___ Data for processing
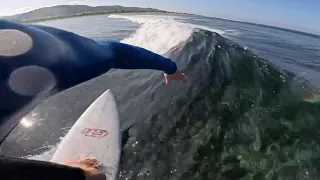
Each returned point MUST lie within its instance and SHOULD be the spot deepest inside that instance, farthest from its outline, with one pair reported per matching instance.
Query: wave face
(240, 117)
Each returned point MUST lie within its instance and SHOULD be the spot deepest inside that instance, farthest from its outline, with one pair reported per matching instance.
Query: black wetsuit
(37, 62)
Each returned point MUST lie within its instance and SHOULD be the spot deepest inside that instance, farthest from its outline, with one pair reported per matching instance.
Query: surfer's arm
(22, 169)
(133, 57)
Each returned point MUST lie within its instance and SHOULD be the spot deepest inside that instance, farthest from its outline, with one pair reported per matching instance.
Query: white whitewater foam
(159, 33)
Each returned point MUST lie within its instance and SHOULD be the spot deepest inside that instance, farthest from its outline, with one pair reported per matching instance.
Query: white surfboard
(95, 134)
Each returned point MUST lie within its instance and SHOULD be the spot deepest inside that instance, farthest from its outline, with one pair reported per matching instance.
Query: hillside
(63, 11)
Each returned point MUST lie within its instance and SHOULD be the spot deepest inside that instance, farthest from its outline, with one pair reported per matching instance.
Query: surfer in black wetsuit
(37, 62)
______
- _Set problem_
Update all the items above so that "outline" becomes "boundary" wherever it appears, and keep everything else unchanged. Leave the pictures out.

- _Full output_
Each returned point MUST lie within its instance and SHOULD be the spot deepest inside that instance, farthest from its boundary, with one pair reported per matching instance.
Query: wave face
(240, 117)
Each returned point MUST lie within its instance and SHOULD be the spot deepest inside that instance, farthest from its boundary, with one pair reported per matching instance.
Query: black wetsuit
(37, 62)
Each returned point MUST lie within its instance and SHOULD be the spot deepest inside that instance, farthest from its boundary, with one pair reported per matching instance.
Query: surfer's arm
(22, 169)
(133, 57)
Each returned point MUST lie within its instance and SHOULD be the spot deepest inside that instance, farthest from its boundary, with one pair reported per matching instance.
Query: white whitewater foam
(159, 33)
Each returned point MUST lie within its instance and SHOULD be the spot deepest inside that instance, farthest from its boundary, with one pair reported per matching instance.
Query: white surfboard
(95, 134)
Each returned point MUST lie within its instance and SHOULD be the spot deepest inside that instance, farthest from its boundary, with one pair reported per matching instance.
Query: hillside
(63, 11)
Each returned point MUST lie within its instance and SHOULD be the spot deepest inside that instance, farthest from its boundary, with one pair reported per matching instance.
Query: surfer in black wetsuit
(37, 62)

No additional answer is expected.